§ COMPITO ASSEGNATO 1: Nel testo sul terremoto, nel paragrafo che comincia con “Nell’area dell’intero cratere”, trova tutte le cifre e riportale con ciò a cui si riferiscono.
§ COMPITO ASSEGNATO 2: Ricopia dal testo sul terremoto il brano tra “Nell’area dell’intero cratere” e “annunci sulla ricostruzione.”, estremi compresi.
§ COMPITO ASSEGNATO 3:
Rispondi a queste domande sul testo sul terremoto:
(a) In quanti giorni è stata realizzata la struttura?
(b) In che giorno Matteo Renzi parlava in conferenza stampa?
(c) Chi ha emesso l’ordinanza del 7 aprile?

La struttura è stata realizzata in venti giorni grazie all’ordinanza “azzera burocrazia” fortemente voluta dalla Coldiretti dopo i ritardi accumulati nelle consegne dei moduli stalla provvisori che spesso hanno evidenziato problemi.
Nell’area dell’intero cratere l’inverno — dice la Coldiretti – è finito con solo 33 stalle in grado di ospitare gli animali sulle 1400 necessarie e si è dovuto cercare una strada alternativa per salvare gli allevamenti dopo una strage di diecimila animali nelle quattro regioni con 3mila aziende agricole e stalle colpite.
Gli annunci sulla ricostruzione.
Un mese dopo il terremoto è stato l’allora premier Matteo Renzi a stabilire la prima agenda del post sisma.
“Il nostro obiettivo — diceva il 23 settembre in conferenza stampa – per le prime e le seconde case e per gli esercizi commerciali, è riportare tutto a prima del terremoto. La ricostruzione non sarà un fatto strettamente amministrativo. Valorizzeremo le comunità “.
Nei fatti si è ancora nella fase burocratica della ricostruzione. Il 7 aprile scorso il commissario straordinario per la ricostruzione, Vasco Errani, ha emesso un’ordinanza per regolamentare l’accesso ai fondi destinati al “miglioramento sismico o alla ricostruzione degli edifici ad uso prevalentemente abitativo gravemente danneggiati o distrutti”.
Stando a quanto si legge alla fine del 2019 o al massimo a metà 2020 tutte le abitazioni e gli esercizi commerciali dovrebbero essere ricostruiti lì dove si trovavano. Ma fino a quando le macerie saranno in strada non è possibile fare alcuna verifica e quindi avviare l’iter.

§ ESTRATTO DEI DATI:

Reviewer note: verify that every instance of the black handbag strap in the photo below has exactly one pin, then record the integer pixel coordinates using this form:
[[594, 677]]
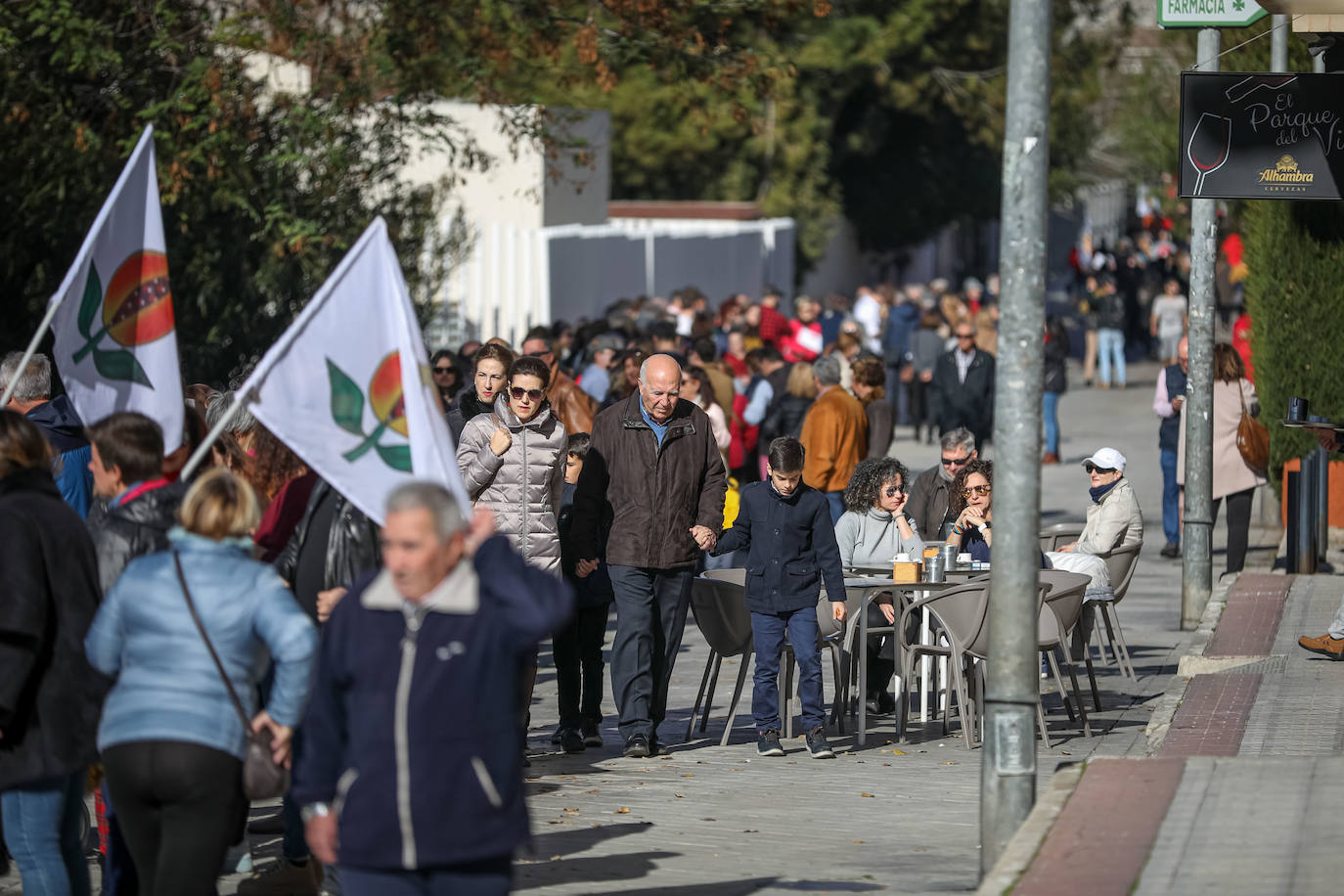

§ RISULTATO FINALE 1:
33 stalle in grado di ospitare gli animali
1400 stalle necessarie
diecimila animali morti
quattro regioni
3mila aziende agricole e stalle colpite

§ RISULTATO FINALE 2:
Nell’area dell’intero cratere l’inverno — dice la Coldiretti – è finito con solo 33 stalle in grado di ospitare gli animali sulle 1400 necessarie e si è dovuto cercare una strada alternativa per salvare gli allevamenti dopo una strage di diecimila animali nelle quattro regioni con 3mila aziende agricole e stalle colpite.
Gli annunci sulla ricostruzione.

§ RISULTATO FINALE 3:
(a) In venti giorni.
(b) Il 23 settembre.
(c) Vasco Errani, commissario straordinario per la ricostruzione.